[Opening Extracted data section]

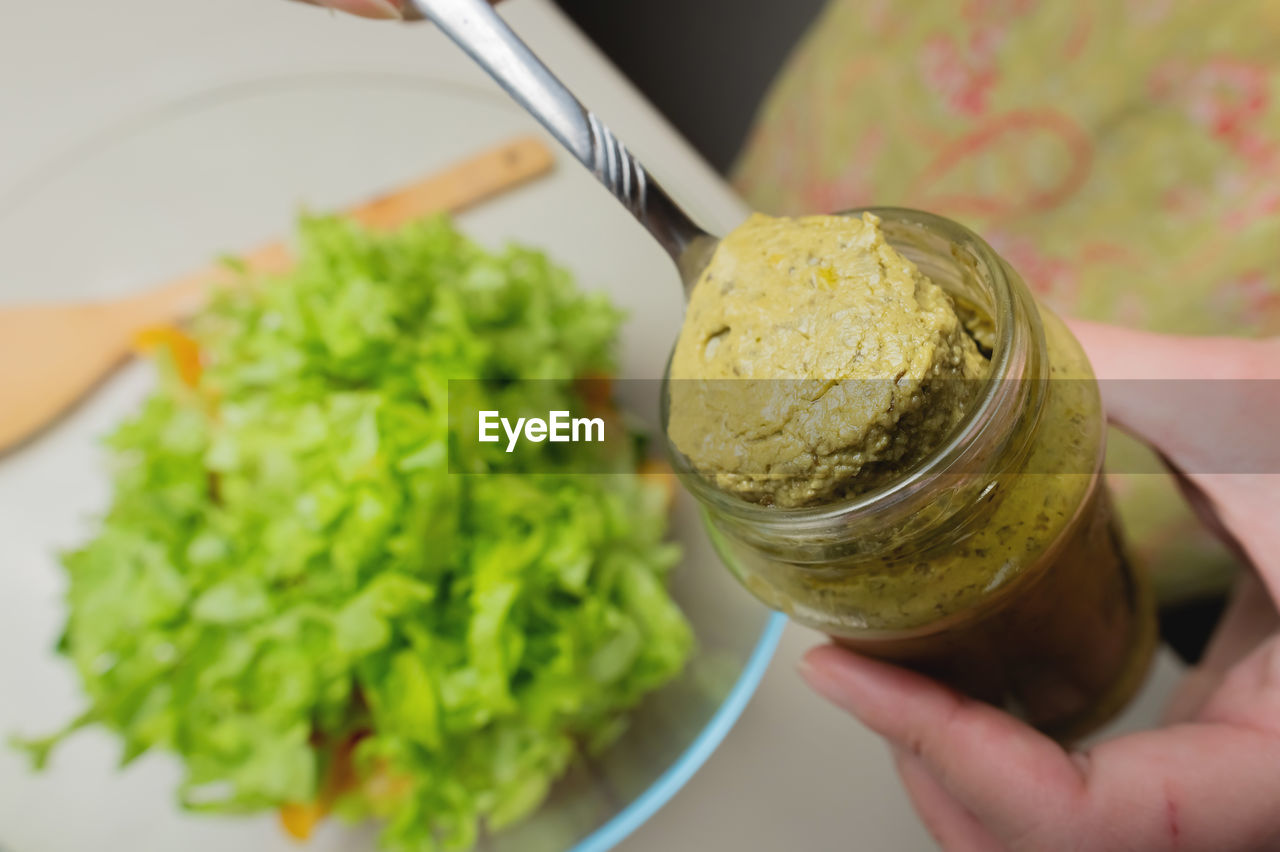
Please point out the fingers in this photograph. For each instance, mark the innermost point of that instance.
(1211, 406)
(1249, 618)
(1207, 403)
(1206, 786)
(951, 825)
(1011, 777)
(376, 9)
(1249, 694)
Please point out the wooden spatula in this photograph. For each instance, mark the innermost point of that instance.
(53, 355)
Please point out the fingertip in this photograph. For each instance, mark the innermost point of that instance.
(862, 686)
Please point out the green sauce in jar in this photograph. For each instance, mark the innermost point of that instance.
(987, 557)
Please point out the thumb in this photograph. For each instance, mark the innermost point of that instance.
(1211, 407)
(1210, 404)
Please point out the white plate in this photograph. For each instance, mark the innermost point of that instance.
(163, 193)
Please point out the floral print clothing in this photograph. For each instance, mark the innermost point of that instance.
(1123, 155)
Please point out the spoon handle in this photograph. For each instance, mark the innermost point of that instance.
(475, 27)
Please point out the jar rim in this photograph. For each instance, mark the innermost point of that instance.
(1008, 365)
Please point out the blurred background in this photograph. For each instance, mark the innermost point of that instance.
(705, 64)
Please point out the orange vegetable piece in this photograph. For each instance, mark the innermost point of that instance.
(182, 348)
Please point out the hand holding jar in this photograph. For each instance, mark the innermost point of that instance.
(1210, 779)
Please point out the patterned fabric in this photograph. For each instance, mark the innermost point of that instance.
(1123, 155)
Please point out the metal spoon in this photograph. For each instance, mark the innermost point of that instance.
(475, 27)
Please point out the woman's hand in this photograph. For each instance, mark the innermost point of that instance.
(380, 9)
(1210, 779)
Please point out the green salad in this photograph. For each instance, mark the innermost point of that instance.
(293, 594)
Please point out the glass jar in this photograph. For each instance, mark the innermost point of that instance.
(995, 564)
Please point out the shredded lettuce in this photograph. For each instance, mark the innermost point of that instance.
(292, 592)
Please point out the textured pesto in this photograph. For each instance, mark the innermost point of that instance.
(816, 361)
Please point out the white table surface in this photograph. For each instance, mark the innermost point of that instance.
(794, 773)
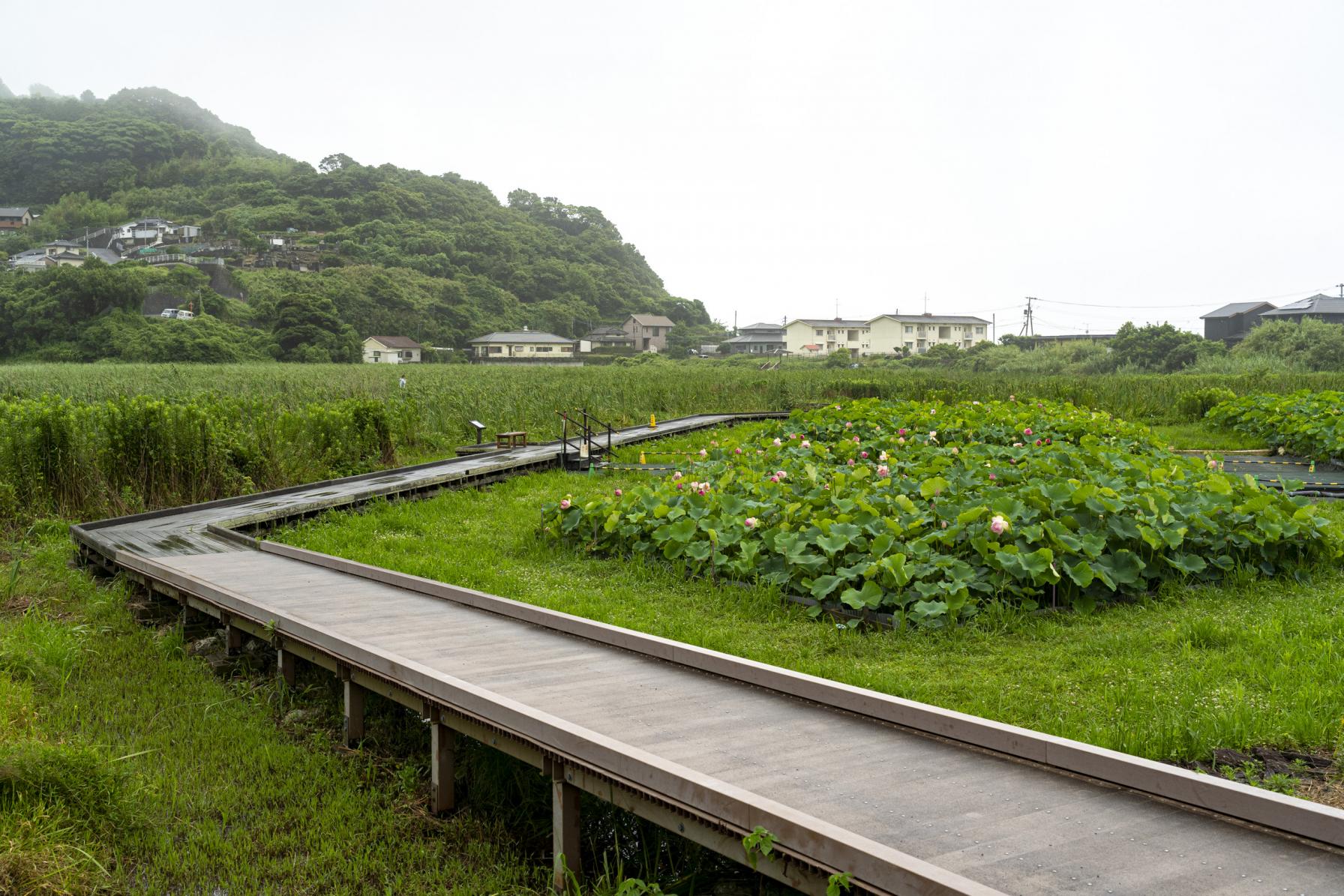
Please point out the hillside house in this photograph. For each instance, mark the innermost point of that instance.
(1232, 322)
(758, 339)
(1322, 307)
(917, 334)
(15, 218)
(392, 349)
(522, 346)
(818, 337)
(648, 331)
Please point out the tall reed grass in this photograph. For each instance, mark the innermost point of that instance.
(88, 439)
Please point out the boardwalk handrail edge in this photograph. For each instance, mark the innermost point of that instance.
(1256, 805)
(877, 867)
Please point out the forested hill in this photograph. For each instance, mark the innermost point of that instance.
(434, 257)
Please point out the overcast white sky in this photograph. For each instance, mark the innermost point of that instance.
(1137, 160)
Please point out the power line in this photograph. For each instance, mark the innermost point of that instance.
(1264, 298)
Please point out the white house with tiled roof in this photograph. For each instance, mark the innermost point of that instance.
(392, 349)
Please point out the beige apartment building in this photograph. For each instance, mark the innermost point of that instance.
(814, 337)
(884, 335)
(917, 334)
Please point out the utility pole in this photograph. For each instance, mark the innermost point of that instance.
(1028, 328)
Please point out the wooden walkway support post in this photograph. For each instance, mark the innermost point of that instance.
(565, 826)
(354, 709)
(442, 745)
(286, 665)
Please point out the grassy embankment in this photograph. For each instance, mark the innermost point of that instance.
(125, 766)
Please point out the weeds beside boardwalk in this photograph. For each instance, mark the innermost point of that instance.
(127, 766)
(1172, 677)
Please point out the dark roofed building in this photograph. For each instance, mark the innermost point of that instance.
(758, 339)
(1232, 322)
(648, 331)
(1322, 307)
(609, 337)
(524, 344)
(15, 218)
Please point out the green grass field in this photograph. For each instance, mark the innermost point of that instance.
(1171, 677)
(127, 766)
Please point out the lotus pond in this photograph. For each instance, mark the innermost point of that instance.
(929, 511)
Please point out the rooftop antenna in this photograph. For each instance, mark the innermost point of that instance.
(1028, 328)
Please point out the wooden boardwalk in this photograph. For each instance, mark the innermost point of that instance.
(901, 796)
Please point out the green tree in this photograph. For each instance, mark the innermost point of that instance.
(1160, 348)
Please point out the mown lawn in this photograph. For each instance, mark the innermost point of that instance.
(1256, 663)
(129, 766)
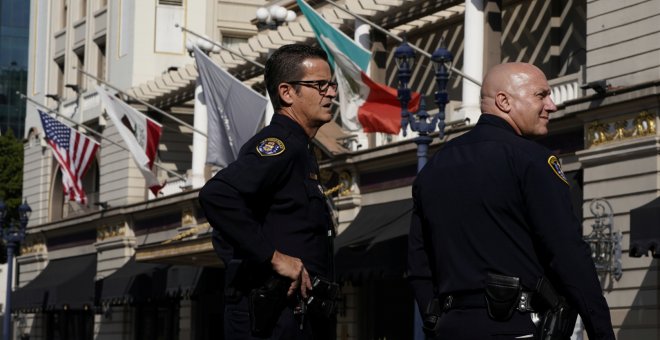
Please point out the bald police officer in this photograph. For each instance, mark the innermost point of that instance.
(269, 205)
(493, 226)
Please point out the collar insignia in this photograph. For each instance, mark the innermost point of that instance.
(270, 147)
(556, 168)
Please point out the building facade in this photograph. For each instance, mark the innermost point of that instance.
(148, 266)
(14, 17)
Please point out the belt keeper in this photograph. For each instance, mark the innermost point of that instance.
(524, 302)
(448, 302)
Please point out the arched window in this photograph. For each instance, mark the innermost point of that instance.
(61, 207)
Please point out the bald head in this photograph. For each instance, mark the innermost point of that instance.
(518, 93)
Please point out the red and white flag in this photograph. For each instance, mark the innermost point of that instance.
(73, 151)
(140, 133)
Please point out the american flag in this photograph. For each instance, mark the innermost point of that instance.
(73, 151)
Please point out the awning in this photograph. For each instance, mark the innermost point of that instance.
(133, 283)
(138, 282)
(66, 283)
(645, 229)
(376, 242)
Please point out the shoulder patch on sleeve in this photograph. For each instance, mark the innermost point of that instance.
(556, 168)
(270, 147)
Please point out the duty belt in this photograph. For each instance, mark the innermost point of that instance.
(478, 300)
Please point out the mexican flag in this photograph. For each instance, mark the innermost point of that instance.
(363, 102)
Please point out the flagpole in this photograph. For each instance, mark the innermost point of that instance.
(220, 46)
(56, 112)
(397, 38)
(233, 52)
(144, 103)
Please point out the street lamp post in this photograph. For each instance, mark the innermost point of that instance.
(420, 121)
(12, 235)
(272, 17)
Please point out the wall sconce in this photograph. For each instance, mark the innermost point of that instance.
(600, 86)
(605, 244)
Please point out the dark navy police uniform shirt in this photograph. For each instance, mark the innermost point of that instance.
(493, 201)
(270, 198)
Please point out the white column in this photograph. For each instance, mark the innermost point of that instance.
(473, 55)
(269, 110)
(196, 178)
(361, 36)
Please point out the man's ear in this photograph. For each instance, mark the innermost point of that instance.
(502, 102)
(285, 91)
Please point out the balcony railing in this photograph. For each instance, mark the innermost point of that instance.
(566, 88)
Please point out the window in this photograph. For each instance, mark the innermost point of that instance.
(63, 13)
(83, 8)
(158, 320)
(232, 42)
(60, 77)
(69, 325)
(171, 2)
(80, 65)
(100, 59)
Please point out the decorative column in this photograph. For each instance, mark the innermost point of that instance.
(473, 58)
(115, 245)
(196, 178)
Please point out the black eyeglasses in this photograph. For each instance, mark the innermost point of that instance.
(321, 85)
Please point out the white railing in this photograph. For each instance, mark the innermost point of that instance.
(566, 88)
(174, 185)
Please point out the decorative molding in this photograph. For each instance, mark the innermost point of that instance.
(642, 125)
(107, 231)
(187, 217)
(33, 244)
(348, 182)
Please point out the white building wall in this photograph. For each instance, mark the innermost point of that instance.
(627, 175)
(623, 41)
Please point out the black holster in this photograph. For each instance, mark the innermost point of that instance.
(558, 321)
(431, 318)
(502, 294)
(266, 303)
(323, 297)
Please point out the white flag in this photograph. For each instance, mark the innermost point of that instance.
(234, 111)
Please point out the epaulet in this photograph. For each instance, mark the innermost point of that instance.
(553, 162)
(270, 146)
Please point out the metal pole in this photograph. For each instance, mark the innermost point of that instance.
(94, 132)
(397, 38)
(144, 103)
(11, 244)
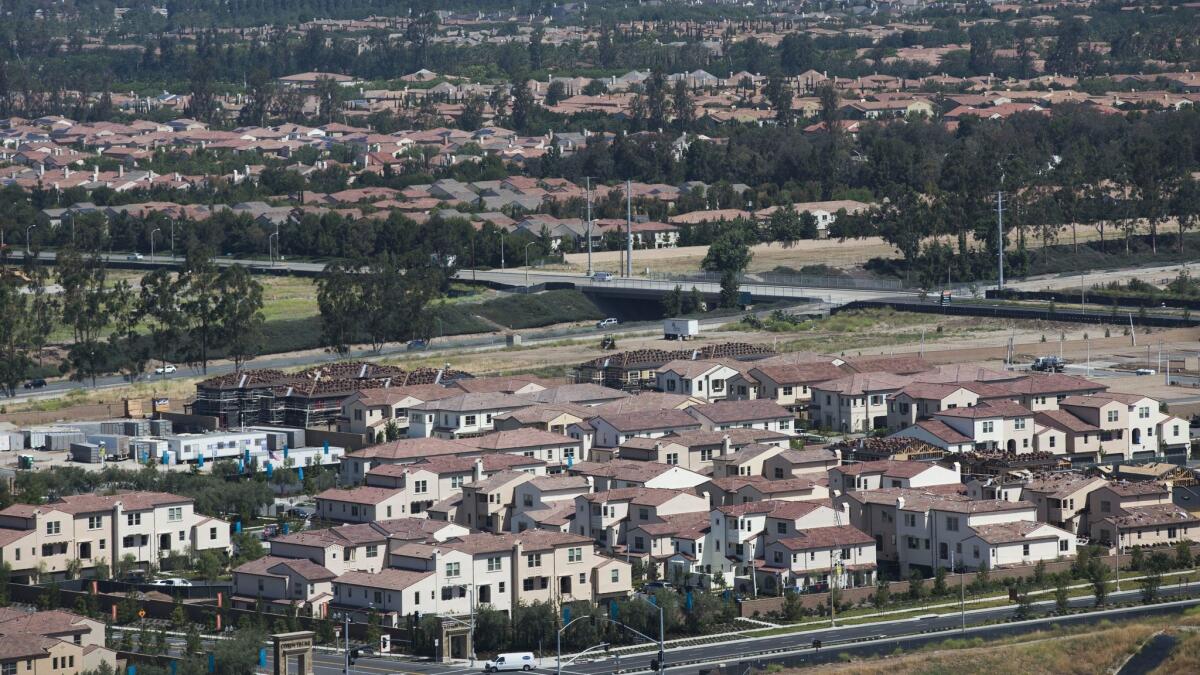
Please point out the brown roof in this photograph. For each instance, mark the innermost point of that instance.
(363, 495)
(725, 412)
(827, 538)
(647, 419)
(389, 579)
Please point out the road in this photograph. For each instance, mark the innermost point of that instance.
(869, 638)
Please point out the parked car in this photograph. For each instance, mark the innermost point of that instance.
(514, 661)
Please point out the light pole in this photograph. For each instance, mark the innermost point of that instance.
(527, 262)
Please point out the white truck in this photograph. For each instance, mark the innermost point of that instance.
(681, 328)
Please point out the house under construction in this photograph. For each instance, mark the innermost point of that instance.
(637, 369)
(306, 399)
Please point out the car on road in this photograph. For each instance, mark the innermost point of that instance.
(514, 661)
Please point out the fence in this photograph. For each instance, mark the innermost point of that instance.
(754, 607)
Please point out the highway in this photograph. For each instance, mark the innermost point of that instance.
(859, 639)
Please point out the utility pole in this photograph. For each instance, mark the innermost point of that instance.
(629, 228)
(1000, 242)
(589, 226)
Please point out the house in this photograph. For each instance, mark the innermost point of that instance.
(462, 416)
(820, 557)
(487, 503)
(701, 378)
(280, 584)
(370, 411)
(891, 473)
(101, 529)
(607, 515)
(361, 505)
(611, 430)
(763, 414)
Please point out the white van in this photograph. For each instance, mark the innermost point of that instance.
(514, 661)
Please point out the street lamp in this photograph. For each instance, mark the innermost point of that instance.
(527, 262)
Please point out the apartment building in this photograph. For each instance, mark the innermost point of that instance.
(463, 416)
(891, 473)
(283, 585)
(101, 529)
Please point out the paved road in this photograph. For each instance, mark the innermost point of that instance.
(691, 659)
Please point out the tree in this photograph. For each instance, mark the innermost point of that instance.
(729, 255)
(672, 303)
(683, 106)
(239, 314)
(779, 94)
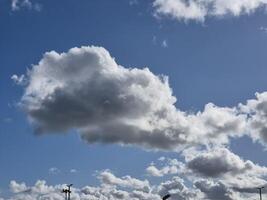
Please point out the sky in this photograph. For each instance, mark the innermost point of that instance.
(133, 99)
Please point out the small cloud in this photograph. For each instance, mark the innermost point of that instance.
(162, 158)
(7, 120)
(263, 29)
(54, 170)
(16, 5)
(164, 43)
(133, 2)
(154, 40)
(73, 171)
(19, 80)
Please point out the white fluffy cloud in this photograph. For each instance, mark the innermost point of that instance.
(19, 4)
(86, 90)
(186, 184)
(199, 10)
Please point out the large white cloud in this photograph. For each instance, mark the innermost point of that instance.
(86, 90)
(184, 185)
(199, 10)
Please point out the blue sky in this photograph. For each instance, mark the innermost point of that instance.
(208, 58)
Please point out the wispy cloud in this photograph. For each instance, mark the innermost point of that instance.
(199, 10)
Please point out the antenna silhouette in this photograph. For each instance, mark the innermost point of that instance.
(166, 197)
(67, 192)
(260, 188)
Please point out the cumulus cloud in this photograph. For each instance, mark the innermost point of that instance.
(257, 120)
(220, 164)
(214, 191)
(199, 10)
(17, 187)
(221, 161)
(19, 80)
(86, 90)
(172, 166)
(185, 187)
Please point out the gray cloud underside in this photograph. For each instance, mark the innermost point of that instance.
(86, 90)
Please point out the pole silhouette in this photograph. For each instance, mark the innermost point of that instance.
(260, 188)
(166, 197)
(67, 192)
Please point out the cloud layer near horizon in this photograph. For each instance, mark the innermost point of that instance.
(199, 10)
(184, 185)
(86, 90)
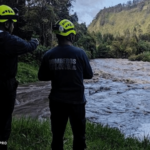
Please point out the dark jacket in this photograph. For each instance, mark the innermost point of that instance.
(10, 47)
(66, 66)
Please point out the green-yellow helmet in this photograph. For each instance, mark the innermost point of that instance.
(7, 13)
(64, 27)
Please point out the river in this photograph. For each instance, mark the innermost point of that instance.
(118, 95)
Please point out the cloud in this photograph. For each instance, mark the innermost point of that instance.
(87, 9)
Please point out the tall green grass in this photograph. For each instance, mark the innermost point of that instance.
(32, 134)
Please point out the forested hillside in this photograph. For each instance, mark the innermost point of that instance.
(117, 20)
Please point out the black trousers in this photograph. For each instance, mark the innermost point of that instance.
(7, 102)
(60, 113)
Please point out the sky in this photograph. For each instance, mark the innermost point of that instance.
(87, 9)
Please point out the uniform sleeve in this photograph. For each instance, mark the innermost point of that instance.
(19, 46)
(87, 70)
(43, 73)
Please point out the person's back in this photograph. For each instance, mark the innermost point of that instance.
(67, 69)
(10, 47)
(66, 66)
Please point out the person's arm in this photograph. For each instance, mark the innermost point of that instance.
(43, 73)
(19, 46)
(87, 70)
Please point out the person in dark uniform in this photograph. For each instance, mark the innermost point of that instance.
(66, 66)
(10, 47)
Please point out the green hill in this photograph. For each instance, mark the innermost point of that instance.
(133, 16)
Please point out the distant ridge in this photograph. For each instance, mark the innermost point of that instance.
(131, 17)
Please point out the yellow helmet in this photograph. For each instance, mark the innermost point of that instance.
(7, 13)
(64, 27)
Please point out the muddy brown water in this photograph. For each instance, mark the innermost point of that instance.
(118, 95)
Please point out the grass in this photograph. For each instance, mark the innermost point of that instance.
(32, 134)
(26, 73)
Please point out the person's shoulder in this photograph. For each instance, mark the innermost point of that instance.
(50, 51)
(77, 49)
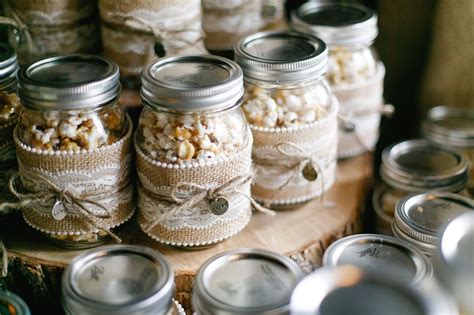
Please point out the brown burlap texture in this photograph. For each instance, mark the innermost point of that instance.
(217, 174)
(52, 27)
(84, 162)
(324, 156)
(361, 104)
(131, 29)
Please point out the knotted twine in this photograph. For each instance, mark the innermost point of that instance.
(303, 159)
(180, 202)
(72, 203)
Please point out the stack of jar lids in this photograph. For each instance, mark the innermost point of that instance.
(420, 165)
(351, 290)
(454, 259)
(379, 254)
(418, 218)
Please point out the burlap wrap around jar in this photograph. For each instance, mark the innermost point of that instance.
(354, 71)
(41, 28)
(193, 149)
(134, 33)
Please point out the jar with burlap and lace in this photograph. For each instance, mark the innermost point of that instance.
(42, 28)
(354, 70)
(9, 111)
(134, 33)
(193, 151)
(73, 146)
(292, 115)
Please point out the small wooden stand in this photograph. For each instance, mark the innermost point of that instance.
(35, 265)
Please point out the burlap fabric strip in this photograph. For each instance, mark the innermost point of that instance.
(136, 32)
(226, 22)
(297, 164)
(175, 204)
(74, 193)
(45, 27)
(361, 107)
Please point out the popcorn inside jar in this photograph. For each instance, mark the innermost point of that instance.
(190, 138)
(279, 107)
(73, 130)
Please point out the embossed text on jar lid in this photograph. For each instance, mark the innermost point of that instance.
(343, 24)
(121, 278)
(192, 83)
(420, 165)
(450, 126)
(419, 218)
(8, 62)
(281, 57)
(69, 82)
(377, 253)
(350, 290)
(245, 281)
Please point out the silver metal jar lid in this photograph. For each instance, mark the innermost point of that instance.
(127, 279)
(192, 83)
(450, 126)
(420, 165)
(245, 281)
(12, 304)
(419, 218)
(377, 253)
(351, 290)
(8, 63)
(345, 24)
(454, 259)
(281, 57)
(69, 82)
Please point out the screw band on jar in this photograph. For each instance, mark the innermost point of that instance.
(292, 116)
(193, 151)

[Closing Extracted data section]

## Assigned task
Copy, character for character, the lines from the line that holds "Please point out the screw" through the final line of the records above.

## Answer for this exercise
Please point out the screw band on jar in this photograph. For each instance, mark the innermost point of that instance.
(292, 116)
(193, 151)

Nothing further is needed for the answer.